* _WORK INSTRUCTIONS_: When the word "each" shows up in a line of the records below, copy that line.

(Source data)
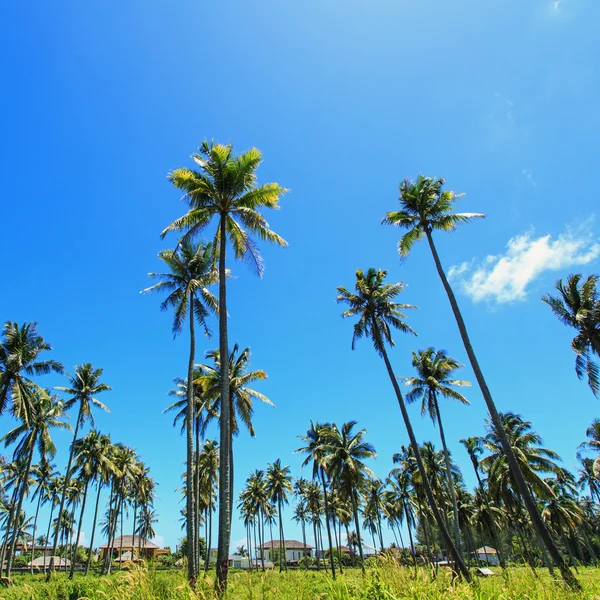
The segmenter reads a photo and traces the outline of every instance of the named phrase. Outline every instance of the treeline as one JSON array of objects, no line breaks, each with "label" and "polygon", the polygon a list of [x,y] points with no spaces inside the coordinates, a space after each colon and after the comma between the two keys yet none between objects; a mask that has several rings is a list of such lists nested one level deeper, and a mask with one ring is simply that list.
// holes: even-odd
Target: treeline
[{"label": "treeline", "polygon": [[[73,577],[76,563],[85,564],[87,575],[93,554],[96,530],[108,540],[101,572],[110,573],[117,533],[124,533],[124,516],[133,512],[132,533],[154,537],[157,517],[153,508],[156,484],[149,468],[133,448],[113,443],[110,436],[94,428],[94,410],[109,411],[98,400],[110,387],[101,381],[102,369],[90,363],[66,374],[68,384],[44,388],[38,378],[48,373],[65,375],[63,365],[46,358],[52,348],[38,333],[36,323],[6,322],[0,339],[0,412],[9,412],[17,425],[3,436],[10,459],[0,460],[0,566],[10,577],[17,546],[22,550],[21,566],[44,556],[43,568],[50,579],[55,557]],[[71,425],[69,411],[76,414]],[[84,428],[91,429],[84,434]],[[53,460],[56,446],[53,431],[72,431],[68,462],[62,474]],[[99,519],[101,492],[108,492],[105,510]],[[88,496],[91,498],[88,500]],[[25,510],[25,501],[31,507]],[[90,543],[80,547],[86,507],[94,511]],[[49,509],[42,523],[40,509]],[[70,567],[67,565],[70,562]]]}]

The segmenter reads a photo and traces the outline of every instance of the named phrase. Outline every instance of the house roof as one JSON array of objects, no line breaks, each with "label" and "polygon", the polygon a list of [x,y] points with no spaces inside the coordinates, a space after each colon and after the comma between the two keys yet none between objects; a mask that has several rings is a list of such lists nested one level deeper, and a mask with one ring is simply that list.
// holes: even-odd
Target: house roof
[{"label": "house roof", "polygon": [[[123,538],[123,544],[121,544],[121,538]],[[133,540],[133,544],[131,543]],[[115,542],[112,545],[113,548],[115,550],[119,550],[121,548],[121,546],[123,546],[123,548],[131,548],[132,546],[134,548],[137,548],[140,545],[140,536],[139,535],[120,535],[118,537],[115,538]],[[145,548],[146,550],[148,549],[152,549],[152,548],[158,548],[158,546],[156,544],[153,544],[151,541],[149,540],[145,540],[144,538],[141,538],[141,546],[142,548]],[[106,542],[105,544],[102,544],[102,546],[100,546],[100,548],[108,548],[108,542]]]},{"label": "house roof", "polygon": [[[31,565],[33,565],[34,567],[43,567],[44,561],[45,561],[46,565],[49,565],[50,558],[51,558],[50,556],[38,556],[37,558],[34,558],[33,561],[30,561],[27,564],[27,566],[30,567]],[[71,561],[66,558],[61,558],[60,556],[55,556],[54,557],[54,566],[55,567],[70,567]]]},{"label": "house roof", "polygon": [[475,550],[475,554],[498,554],[498,552],[496,552],[496,548],[491,546],[481,546],[481,548]]},{"label": "house roof", "polygon": [[[283,540],[283,546],[286,550],[310,550],[312,546],[310,544],[304,545],[303,542],[299,542],[297,540]],[[262,546],[259,546],[260,549],[268,550],[269,548],[279,548],[279,540],[271,540],[269,542],[265,542]]]}]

* _RESULT BELOW_:
The segmenter reads a photo and traces the outline of every instance of the named phrase. Outline every instance of the treeline as one JSON array of objects, no line breaks, each with "label" and "polygon", the polygon a list of [x,y] points with no spaces inside the coordinates, a space after each colon and after the comma between the two keys yet none between objects; a mask that has several rings is a list of such lists nested one level deeper, and a mask with one ring is simply that list.
The segmenter reads a photo and traces the outline of every instance of the named phrase. Outline every instance of the house roof as one JSON array of objects, no line breaks, each with "label" and "polygon", the polygon a list of [x,y] points with no spaces inside the coordinates, a space after each colon and after the comma between the two keys yet none between objects; a mask that has several rings is a list of such lists nested one level deeper, and a mask with one ring is simply that list.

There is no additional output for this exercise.